▶ [Set of tasks]
(1) In the article on screen time and youth well-being, retype the passage between "Their findings may" and "managing technology addiction.", inclusive.
(2) Which conditions does the article on screen time and youth well-being say the researchers excluded from their analysis? List each one.
(3) Does the article on screen time and youth well-being support each of these statements? For each, answer yes or no and quote the deciding words.
(a) The survey was given by the U.S. Census Bureau by mail and online.
(b) The links between screen time and well-being were larger among young children than among adolescents.
(c) The surveys analyzed were filled out by the children themselves.

▶ [Document segment]
Too Much Screen Time Linked to Anxiety & Depression in Young Children and TeensBy Rick Nauert PhD
Associate News Editor Last updated: 11 Nov 2018~ 2 min read
New research finds that more hours of screen time are associated with lower well-being in those aged 2 to 17, with the association larger for adolescents than for younger children.
San Diego State University psychologist Dr. Jean Twenge and University of Georgia psychology professor Dr. W. Keith Campbell discovered that after only one hour of screen time daily, children and teens may begin to have less curiosity, lower self-control, less emotional stability and a greater inability to finish tasks.
Their findings may be crucial at a time when youth have greater access to digital technologies and are spending more time using electronic technology purely for entertainment. The issue is pertinent for health officials as they try to identify best practices for managing technology addiction.
“Previous research on associations between screen time and psychological well-being among children and adolescents has been conflicting, leading some researchers to question the limits on screen time suggested by physician organizations,” Twenge and Campbell wrote in their paper.
The National Institute of Health estimates that youth commonly spend an average of five to seven hours on screens during leisure time. Also, a growing body of research indicates that this amount of screen time has adverse effects on the overall health and well-being of youth.
Addiction to technology is not limited to the United States. The World Health Organization has recently include gaming disorder in their 11th revision of the International Classification of Diseases. The organization is encouraging “increased attention of health professionals to the risks of development of this disorder” as gaming addiction may now be classified as a disease.
Twenge and Campbell used the National Survey of Children’s Health data from 2016 to analyze a random sample of more than 40,300 surveys from the caregivers of children aged 2 to 17.
The nationwide survey was administered by the U.S. Census Bureau by mail and online and inquired about topics such as: existing medical care; emotional, developmental and behavioral issues; and youth behaviors, including daily screen time.
Twenge and Campbell excluded youth with conditions such autism, cerebral palsy and developmental delay, as they may have impacted a child’s day to day functioning.
Twenge and Campbell found that adolescents who spend more than seven hours a day on screens were twice as likely as those spending one hour to have been diagnosed with anxiety or depression — a significant finding.
Overall, links between screen time and well-being were larger among adolescents than among young children.
“At first, I was surprised that the associations were larger for adolescents,” Twenge said. “However, teens spend more time on their phones and on social media, and we know from other research that these activities are more strongly linked to low well-being than watching television and videos, which is most of younger children’s screen time.”
Among other highlights of Twenge and Campbell’s study:
- Moderate use of screens, at four hours each day, was also associated with lower psychological well-being than use of one hour a day;
- Among preschoolers, high users of screens were twice as likely to often lose their temper and 46 percent more likely to not be able to calm down when excited;
- Among teens aged 14-17, 42.2 percent of those who spent more than seven hours a day on screens did not finish tasks compared with 16.6 percent for those who spent one hour daily and 27.7 percent for those engaged for four hours of screen time;
- About 9 percent of youth aged 11-13 who spent an hour with screens daily were not curious or interested in learning new things, compared with 13.8 percent who spent four hours on screen and 22.6 percent who spent more than seven hours with screens.
The study provides further evidence that the American Academy of Pediatrics’ established screen time limits — one hour per day for those aged 2 to 5, with a focus on high-quality programs — are valid, Twenge said.
It also suggests that similar limits — perhaps to two hours a day — should be applied to school-aged children and adolescents, said Twenge.
The researchers’ findings appear in the journal Preventative Medicine Reports.

[Region pointing rows]
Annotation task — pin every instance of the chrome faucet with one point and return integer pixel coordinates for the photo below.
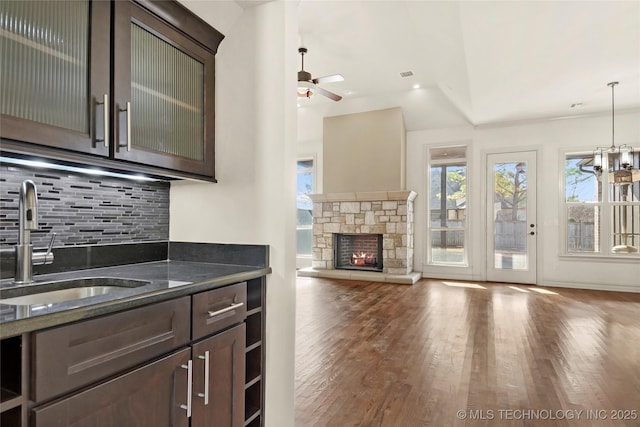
(28, 220)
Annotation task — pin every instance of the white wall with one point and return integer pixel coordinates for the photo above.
(364, 151)
(550, 139)
(254, 199)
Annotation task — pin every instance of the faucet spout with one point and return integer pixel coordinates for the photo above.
(27, 221)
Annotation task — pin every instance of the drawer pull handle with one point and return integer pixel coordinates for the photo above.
(205, 395)
(225, 310)
(189, 368)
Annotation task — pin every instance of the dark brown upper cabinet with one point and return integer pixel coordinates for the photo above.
(136, 95)
(54, 73)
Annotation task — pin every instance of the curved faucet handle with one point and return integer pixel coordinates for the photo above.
(53, 238)
(39, 258)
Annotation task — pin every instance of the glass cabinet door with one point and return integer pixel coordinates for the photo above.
(162, 82)
(54, 73)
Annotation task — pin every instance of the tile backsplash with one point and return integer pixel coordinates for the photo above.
(85, 209)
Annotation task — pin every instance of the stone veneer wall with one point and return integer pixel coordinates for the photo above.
(389, 213)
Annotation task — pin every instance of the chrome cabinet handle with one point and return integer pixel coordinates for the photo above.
(225, 310)
(105, 118)
(129, 126)
(128, 110)
(205, 395)
(189, 368)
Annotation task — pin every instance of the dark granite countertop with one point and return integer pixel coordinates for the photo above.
(167, 280)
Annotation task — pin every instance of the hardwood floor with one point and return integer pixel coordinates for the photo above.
(377, 354)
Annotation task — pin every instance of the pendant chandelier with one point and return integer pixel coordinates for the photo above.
(622, 168)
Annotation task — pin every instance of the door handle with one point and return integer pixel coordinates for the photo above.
(105, 118)
(128, 126)
(205, 395)
(189, 368)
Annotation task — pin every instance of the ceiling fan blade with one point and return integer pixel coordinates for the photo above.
(329, 79)
(328, 94)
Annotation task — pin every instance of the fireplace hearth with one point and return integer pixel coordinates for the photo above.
(388, 214)
(358, 252)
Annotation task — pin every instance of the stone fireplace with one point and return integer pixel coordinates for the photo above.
(385, 213)
(357, 252)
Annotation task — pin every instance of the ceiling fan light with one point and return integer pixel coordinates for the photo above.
(305, 89)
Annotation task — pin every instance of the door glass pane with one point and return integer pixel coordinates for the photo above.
(447, 246)
(304, 205)
(167, 97)
(510, 216)
(44, 67)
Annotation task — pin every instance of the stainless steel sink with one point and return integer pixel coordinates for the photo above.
(66, 290)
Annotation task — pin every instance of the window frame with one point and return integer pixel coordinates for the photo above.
(312, 170)
(430, 164)
(605, 205)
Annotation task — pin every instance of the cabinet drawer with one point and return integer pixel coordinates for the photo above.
(73, 356)
(146, 397)
(217, 309)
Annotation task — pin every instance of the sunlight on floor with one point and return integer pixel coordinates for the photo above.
(543, 291)
(464, 285)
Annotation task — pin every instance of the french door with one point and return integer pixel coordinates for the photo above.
(511, 217)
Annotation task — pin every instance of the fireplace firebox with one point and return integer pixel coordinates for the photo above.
(358, 252)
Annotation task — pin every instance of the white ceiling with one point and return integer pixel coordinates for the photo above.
(477, 62)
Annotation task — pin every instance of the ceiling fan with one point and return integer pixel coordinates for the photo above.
(307, 85)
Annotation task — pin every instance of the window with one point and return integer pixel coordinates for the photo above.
(305, 184)
(447, 183)
(602, 213)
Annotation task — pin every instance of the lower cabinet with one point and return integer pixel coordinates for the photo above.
(150, 396)
(193, 361)
(218, 380)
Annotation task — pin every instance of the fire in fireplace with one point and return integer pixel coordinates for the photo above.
(358, 252)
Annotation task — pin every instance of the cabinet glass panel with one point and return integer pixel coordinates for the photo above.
(166, 97)
(44, 68)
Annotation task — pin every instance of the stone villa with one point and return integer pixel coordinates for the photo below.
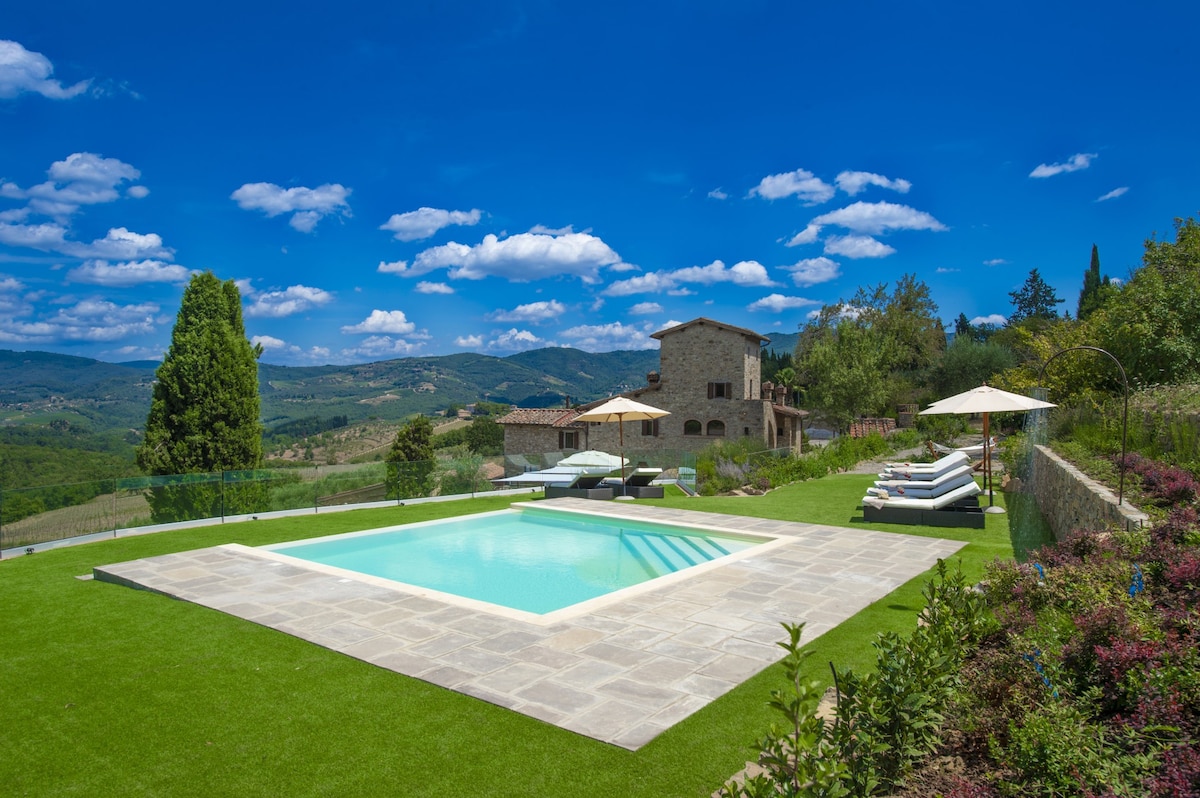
(708, 379)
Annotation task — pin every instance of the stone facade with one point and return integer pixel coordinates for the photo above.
(538, 431)
(708, 382)
(1069, 499)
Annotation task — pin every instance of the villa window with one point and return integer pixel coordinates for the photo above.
(720, 390)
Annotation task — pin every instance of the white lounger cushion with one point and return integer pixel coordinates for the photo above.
(918, 490)
(927, 471)
(949, 461)
(927, 484)
(942, 501)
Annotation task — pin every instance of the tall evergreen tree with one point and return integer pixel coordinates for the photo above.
(963, 328)
(1096, 288)
(204, 412)
(1033, 300)
(411, 460)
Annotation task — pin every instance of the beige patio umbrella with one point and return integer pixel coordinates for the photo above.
(985, 400)
(622, 409)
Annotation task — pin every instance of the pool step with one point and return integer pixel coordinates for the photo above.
(665, 553)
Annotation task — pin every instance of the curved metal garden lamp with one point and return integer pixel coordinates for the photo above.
(1125, 419)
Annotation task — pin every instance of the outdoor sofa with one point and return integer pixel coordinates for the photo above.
(637, 484)
(583, 486)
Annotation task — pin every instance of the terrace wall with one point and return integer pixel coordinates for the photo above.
(1069, 499)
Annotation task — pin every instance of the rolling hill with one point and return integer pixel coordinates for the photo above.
(39, 388)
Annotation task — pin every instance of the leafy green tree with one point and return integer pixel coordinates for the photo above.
(969, 364)
(963, 328)
(411, 461)
(485, 437)
(1096, 288)
(846, 373)
(772, 363)
(1152, 323)
(906, 321)
(204, 412)
(1035, 300)
(789, 379)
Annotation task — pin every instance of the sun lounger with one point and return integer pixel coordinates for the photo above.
(637, 484)
(957, 508)
(925, 471)
(583, 486)
(923, 489)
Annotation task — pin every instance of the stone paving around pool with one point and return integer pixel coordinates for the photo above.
(622, 672)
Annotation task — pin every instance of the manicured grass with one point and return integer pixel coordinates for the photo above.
(108, 689)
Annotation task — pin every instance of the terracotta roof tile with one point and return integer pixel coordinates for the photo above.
(540, 417)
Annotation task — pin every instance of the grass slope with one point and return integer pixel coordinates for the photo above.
(102, 685)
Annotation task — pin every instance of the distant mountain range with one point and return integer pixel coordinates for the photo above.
(40, 387)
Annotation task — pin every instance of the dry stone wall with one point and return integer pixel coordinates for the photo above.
(1069, 499)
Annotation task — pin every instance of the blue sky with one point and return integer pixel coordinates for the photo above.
(427, 178)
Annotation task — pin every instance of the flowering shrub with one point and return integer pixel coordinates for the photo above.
(1163, 485)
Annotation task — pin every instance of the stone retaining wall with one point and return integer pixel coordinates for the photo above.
(1069, 499)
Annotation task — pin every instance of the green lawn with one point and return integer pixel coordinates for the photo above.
(107, 689)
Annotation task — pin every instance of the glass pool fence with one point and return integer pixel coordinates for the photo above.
(37, 515)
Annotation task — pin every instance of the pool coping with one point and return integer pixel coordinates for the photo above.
(621, 672)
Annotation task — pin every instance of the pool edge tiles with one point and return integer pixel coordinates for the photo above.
(622, 673)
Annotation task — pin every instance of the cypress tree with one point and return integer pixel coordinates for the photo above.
(411, 461)
(1095, 289)
(204, 413)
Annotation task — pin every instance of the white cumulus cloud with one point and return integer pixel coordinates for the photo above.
(133, 273)
(24, 71)
(801, 183)
(289, 301)
(425, 287)
(268, 342)
(515, 341)
(531, 313)
(469, 341)
(1113, 195)
(382, 346)
(383, 322)
(306, 205)
(778, 303)
(609, 337)
(424, 222)
(880, 217)
(808, 235)
(855, 181)
(394, 268)
(813, 271)
(521, 258)
(857, 246)
(744, 274)
(79, 179)
(119, 244)
(1074, 163)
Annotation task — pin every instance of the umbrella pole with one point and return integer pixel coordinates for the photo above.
(989, 478)
(621, 436)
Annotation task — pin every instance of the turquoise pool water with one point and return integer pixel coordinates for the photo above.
(531, 559)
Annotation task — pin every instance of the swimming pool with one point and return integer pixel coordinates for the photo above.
(528, 559)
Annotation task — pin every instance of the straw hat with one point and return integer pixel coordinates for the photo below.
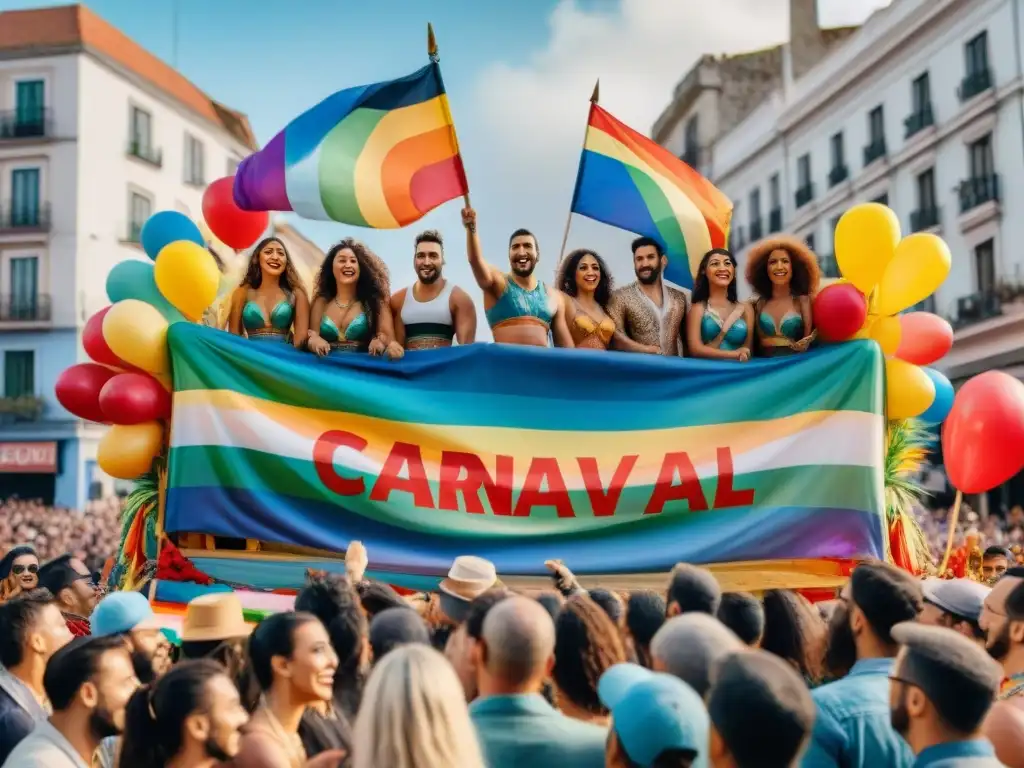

▶ [Expected results]
(1)
Their findings may be crucial at a time when youth have greater access to digital technologies and are spending more time using electronic technology purely for entertainment. The issue is pertinent for health officials as they try to identify best practices for managing technology addiction.

(2)
- autism
- cerebral palsy
- developmental delay

(3)
(a) Yes: "The nationwide survey was administered by the U.S. Census Bureau by mail and online"
(b) No: "links between screen time and well-being were larger among adolescents than among young children."
(c) No: "surveys from the caregivers of children aged 2 to 17."